(Work to complete)
Copy every line of the records below without changing anything.

Part of a data file:
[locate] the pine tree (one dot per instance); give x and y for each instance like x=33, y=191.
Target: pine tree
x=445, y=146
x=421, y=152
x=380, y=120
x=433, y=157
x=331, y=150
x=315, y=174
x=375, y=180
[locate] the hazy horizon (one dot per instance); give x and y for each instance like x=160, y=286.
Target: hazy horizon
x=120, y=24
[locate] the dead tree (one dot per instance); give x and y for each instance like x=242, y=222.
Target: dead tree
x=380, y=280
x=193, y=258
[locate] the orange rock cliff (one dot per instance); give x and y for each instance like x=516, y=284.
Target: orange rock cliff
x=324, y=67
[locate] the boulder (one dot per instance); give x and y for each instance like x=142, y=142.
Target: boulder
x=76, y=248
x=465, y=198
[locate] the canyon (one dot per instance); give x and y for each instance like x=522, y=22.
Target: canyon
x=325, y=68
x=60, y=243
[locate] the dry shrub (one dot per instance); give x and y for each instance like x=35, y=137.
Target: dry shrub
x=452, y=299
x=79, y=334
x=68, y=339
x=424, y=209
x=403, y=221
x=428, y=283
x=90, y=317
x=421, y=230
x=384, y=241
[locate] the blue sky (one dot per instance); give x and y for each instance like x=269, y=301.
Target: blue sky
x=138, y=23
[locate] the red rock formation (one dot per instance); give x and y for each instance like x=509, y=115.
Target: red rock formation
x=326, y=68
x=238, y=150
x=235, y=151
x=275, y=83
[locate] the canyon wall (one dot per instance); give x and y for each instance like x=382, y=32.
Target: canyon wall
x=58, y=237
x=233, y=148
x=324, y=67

(Result of the task)
[locate] the pine tree (one dot per instance); give x and y for each instance like x=33, y=191.
Target: pine tree
x=445, y=146
x=421, y=152
x=380, y=120
x=433, y=157
x=331, y=150
x=315, y=174
x=375, y=180
[locate] the hazy horizon (one dot per instance); give x and y for each instance like x=160, y=286.
Target: hazy horizon
x=120, y=24
[locate] the dead tree (one dot per instance); give x and y for each instance like x=242, y=222.
Target: dead tree
x=380, y=280
x=193, y=258
[locate] the orange rock cliff (one dot per instance); give x and y for each instance like x=516, y=284.
Target: orange rock cliff
x=324, y=67
[locate] the boulder (one dot per instance); give x and y for each instance like x=142, y=142.
Target: boulder
x=76, y=248
x=465, y=198
[locate] the canyon (one dot per instance); give x and y for each instance like x=522, y=22.
Target: canyon
x=325, y=68
x=60, y=243
[locate] the dry shrub (one dot per instance); give x and y for each instance like x=35, y=137.
Target: dry shrub
x=452, y=299
x=79, y=334
x=68, y=339
x=424, y=209
x=403, y=221
x=428, y=283
x=90, y=317
x=421, y=230
x=384, y=241
[locate] the blue sky (one dot per instance); give x and y for each instance like x=269, y=301.
Target: blue sky
x=138, y=23
[locate] the red rock formation (one dot per instance); give x and y for each instance like x=509, y=115.
Target: red rock formation
x=326, y=68
x=238, y=150
x=235, y=151
x=275, y=83
[locate] the canyon wall (one dot per instance); give x and y for each instance like x=382, y=32.
Target: canyon wall
x=58, y=237
x=233, y=148
x=324, y=67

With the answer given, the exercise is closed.